╭──

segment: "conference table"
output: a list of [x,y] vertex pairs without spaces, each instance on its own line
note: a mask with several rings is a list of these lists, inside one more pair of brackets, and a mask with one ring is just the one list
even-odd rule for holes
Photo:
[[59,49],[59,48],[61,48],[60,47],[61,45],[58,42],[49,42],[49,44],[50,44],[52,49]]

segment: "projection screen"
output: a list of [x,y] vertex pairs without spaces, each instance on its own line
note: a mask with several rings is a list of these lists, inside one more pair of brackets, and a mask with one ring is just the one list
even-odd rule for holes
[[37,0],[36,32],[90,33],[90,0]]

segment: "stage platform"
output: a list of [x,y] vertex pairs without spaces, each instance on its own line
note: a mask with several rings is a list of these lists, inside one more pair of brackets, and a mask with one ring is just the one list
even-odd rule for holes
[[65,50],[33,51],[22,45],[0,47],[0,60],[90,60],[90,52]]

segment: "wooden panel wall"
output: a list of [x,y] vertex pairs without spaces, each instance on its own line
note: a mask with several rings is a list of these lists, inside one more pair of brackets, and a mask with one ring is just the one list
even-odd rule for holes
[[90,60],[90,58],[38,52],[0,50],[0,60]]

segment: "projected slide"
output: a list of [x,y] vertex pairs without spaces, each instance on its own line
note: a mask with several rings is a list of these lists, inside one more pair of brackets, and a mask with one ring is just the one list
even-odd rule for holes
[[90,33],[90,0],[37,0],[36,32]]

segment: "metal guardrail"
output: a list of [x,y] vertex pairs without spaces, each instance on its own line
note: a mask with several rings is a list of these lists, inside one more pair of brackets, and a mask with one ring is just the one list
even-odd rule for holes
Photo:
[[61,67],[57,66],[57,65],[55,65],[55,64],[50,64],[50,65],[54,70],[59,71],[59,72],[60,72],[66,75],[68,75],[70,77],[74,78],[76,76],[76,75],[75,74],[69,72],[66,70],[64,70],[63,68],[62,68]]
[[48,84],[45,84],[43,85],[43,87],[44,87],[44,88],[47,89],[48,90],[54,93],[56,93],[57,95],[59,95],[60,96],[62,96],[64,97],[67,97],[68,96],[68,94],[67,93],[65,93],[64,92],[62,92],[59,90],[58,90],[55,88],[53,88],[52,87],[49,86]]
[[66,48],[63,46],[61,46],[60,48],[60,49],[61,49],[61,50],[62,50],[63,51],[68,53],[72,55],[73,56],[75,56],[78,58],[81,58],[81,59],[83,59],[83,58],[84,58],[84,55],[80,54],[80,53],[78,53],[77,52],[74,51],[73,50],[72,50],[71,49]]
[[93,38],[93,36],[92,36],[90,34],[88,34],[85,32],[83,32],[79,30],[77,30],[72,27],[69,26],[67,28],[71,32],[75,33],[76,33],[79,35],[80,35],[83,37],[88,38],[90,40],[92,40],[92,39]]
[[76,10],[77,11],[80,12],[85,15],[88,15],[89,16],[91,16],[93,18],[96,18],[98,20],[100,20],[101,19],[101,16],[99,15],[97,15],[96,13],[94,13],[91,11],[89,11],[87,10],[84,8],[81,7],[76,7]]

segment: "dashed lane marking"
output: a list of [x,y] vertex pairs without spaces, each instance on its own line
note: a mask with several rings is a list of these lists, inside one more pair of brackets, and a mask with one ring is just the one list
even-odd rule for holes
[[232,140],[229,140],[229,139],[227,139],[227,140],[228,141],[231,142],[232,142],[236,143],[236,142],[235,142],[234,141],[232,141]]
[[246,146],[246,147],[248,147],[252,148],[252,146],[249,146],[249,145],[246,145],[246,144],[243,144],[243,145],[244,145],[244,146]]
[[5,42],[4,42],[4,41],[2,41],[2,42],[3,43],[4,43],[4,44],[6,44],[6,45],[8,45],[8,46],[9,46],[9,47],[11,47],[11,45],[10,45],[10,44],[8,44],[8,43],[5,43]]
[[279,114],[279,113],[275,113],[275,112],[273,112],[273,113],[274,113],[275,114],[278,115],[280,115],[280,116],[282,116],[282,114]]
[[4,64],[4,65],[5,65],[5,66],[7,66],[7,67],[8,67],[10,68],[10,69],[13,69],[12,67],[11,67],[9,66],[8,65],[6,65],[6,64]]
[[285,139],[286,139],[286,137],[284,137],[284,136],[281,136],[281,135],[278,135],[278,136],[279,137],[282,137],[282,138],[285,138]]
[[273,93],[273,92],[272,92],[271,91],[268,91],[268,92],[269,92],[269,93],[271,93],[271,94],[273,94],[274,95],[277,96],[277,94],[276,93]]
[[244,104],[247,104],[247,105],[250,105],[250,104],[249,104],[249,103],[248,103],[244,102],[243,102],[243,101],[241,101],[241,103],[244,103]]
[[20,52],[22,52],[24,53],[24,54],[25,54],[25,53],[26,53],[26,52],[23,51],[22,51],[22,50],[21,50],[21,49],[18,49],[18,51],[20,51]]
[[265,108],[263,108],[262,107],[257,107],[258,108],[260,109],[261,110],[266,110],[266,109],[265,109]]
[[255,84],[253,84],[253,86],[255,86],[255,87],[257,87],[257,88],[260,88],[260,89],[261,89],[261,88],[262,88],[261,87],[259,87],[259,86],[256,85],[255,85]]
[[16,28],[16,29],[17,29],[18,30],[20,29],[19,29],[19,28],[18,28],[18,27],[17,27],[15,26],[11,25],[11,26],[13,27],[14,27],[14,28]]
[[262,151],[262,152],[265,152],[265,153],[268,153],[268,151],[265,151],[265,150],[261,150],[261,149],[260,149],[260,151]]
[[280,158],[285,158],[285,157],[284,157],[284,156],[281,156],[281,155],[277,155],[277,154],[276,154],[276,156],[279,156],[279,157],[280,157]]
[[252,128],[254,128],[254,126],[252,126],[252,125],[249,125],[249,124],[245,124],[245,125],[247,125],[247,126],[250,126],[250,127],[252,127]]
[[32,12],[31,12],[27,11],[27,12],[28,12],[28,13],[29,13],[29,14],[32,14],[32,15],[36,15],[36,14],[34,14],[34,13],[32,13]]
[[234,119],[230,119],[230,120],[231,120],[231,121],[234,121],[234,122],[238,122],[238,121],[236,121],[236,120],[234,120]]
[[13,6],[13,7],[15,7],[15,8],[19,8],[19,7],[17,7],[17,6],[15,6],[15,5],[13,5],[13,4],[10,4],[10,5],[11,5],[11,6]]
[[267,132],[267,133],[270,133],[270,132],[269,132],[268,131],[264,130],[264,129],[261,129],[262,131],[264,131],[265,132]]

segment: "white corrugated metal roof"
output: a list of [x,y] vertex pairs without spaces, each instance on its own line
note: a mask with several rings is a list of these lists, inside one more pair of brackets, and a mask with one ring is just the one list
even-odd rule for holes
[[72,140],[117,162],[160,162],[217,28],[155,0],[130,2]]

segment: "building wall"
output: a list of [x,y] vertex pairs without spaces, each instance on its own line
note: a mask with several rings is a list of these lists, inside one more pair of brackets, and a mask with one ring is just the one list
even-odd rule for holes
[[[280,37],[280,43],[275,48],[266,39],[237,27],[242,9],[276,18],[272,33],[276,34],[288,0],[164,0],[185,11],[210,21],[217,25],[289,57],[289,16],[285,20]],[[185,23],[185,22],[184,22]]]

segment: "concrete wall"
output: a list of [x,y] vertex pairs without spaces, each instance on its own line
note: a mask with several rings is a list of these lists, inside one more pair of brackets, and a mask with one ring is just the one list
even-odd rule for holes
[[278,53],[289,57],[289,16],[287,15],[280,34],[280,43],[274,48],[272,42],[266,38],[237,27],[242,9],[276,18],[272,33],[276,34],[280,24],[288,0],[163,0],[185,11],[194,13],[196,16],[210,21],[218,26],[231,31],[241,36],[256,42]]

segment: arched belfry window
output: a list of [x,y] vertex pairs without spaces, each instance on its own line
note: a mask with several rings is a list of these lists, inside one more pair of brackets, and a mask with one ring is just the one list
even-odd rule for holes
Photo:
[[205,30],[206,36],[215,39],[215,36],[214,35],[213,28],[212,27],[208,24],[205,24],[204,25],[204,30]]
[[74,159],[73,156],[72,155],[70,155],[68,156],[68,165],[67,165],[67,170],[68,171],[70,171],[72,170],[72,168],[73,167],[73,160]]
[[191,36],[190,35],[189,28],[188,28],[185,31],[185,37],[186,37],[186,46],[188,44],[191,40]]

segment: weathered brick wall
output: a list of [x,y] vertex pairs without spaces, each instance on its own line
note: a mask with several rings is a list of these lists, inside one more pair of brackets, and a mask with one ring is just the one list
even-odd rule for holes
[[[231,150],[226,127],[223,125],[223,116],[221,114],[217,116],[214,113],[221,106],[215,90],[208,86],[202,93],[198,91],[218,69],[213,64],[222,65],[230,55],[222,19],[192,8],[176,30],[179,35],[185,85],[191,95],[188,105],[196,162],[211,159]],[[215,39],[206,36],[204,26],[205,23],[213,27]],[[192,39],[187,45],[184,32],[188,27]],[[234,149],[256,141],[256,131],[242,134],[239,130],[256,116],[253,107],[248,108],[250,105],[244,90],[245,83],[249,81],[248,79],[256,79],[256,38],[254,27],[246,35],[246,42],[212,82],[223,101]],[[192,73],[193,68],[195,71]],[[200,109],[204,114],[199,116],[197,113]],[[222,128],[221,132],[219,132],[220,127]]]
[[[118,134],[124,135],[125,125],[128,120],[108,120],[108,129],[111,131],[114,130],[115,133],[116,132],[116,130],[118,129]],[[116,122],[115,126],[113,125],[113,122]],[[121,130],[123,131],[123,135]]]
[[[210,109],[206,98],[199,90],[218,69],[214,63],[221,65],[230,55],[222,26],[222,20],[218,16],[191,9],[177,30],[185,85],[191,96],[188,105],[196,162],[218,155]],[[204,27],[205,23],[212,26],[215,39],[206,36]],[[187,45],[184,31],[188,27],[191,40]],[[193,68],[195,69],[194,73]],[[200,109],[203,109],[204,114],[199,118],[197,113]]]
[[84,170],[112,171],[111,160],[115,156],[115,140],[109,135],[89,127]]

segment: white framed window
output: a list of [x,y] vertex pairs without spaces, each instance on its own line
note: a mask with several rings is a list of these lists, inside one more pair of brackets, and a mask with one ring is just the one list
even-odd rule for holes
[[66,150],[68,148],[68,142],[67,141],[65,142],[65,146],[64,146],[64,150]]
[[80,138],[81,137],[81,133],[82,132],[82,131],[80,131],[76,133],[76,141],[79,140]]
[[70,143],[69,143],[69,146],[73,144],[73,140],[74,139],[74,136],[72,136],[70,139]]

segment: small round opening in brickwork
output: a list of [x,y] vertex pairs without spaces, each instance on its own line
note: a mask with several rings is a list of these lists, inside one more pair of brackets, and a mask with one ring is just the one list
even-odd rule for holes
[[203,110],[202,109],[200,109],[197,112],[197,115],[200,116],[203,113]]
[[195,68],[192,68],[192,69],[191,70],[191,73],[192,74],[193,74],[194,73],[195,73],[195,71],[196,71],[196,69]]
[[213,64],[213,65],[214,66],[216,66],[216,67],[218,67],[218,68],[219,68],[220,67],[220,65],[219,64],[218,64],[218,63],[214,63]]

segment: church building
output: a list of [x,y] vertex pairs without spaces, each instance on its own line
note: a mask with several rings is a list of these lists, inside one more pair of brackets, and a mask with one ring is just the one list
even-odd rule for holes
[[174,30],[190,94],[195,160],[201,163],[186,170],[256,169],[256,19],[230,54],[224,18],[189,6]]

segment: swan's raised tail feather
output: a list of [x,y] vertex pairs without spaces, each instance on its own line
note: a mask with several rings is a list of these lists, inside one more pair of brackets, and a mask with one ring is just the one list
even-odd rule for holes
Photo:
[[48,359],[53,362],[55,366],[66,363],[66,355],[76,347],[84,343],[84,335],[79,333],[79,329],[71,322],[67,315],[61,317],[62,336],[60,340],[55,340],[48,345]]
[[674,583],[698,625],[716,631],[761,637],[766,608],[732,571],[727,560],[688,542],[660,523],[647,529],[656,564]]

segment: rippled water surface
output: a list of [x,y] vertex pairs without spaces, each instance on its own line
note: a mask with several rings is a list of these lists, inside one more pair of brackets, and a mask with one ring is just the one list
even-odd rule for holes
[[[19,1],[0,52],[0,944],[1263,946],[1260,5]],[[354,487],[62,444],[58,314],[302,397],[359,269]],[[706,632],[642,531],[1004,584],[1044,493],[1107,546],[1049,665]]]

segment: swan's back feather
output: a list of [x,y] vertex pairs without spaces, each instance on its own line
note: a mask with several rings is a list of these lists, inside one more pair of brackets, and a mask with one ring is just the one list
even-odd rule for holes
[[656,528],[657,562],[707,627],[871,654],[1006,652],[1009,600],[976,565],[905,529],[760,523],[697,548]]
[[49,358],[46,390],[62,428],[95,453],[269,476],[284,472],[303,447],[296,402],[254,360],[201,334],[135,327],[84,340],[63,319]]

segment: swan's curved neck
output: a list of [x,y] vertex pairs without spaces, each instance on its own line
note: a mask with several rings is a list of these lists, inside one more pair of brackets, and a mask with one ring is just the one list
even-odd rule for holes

╰──

→ DIRECTIONS: Format the data as a Markdown table with the columns "Row" and "Line". Start at the beginning of the data, end with the line that contains "[[90,60],[90,58],[38,52],[0,50],[0,60]]", include both of those lines, and skip any blank lines.

→ RESPONSE TO THE TASK:
| Row | Line |
|---|---|
| 1 | segment: "conference table" |
| 2 | output: a list of [x,y] vertex pairs without spaces, each instance on its own line |
| 3 | note: a mask with several rings is a list of these lists, inside one more pair of brackets, and a mask with one ring is just the one list |
| 4 | even-odd rule for holes |
| 5 | Photo: |
| 6 | [[59,49],[59,48],[61,48],[60,47],[61,45],[58,42],[49,42],[49,44],[50,44],[52,49]] |
| 7 | segment: "projection screen" |
| 8 | output: a list of [x,y] vertex pairs without spaces, each instance on its own line |
| 9 | note: a mask with several rings is a list of these lists, inside one more pair of brackets, and a mask with one ring is just the one list |
| 10 | even-odd rule for holes |
| 11 | [[37,0],[36,32],[90,33],[90,0]] |
| 12 | segment: "stage platform" |
| 13 | output: a list of [x,y] vertex pairs without spaces, each instance on its own line |
| 14 | note: a mask with several rings is a list of these lists, inside one more pair of brackets, and a mask with one ring is just the one list |
| 15 | even-odd rule for holes |
| 16 | [[65,50],[33,51],[22,45],[0,47],[0,60],[90,60],[90,52]] |
| 17 | segment: "wooden panel wall" |
| 18 | output: a list of [x,y] vertex pairs without spaces, each instance on its own line |
| 19 | note: a mask with several rings is a list of these lists, inside one more pair of brackets, and a mask with one ring is just the one list |
| 20 | even-odd rule for holes |
| 21 | [[90,60],[90,58],[38,52],[0,50],[0,60]] |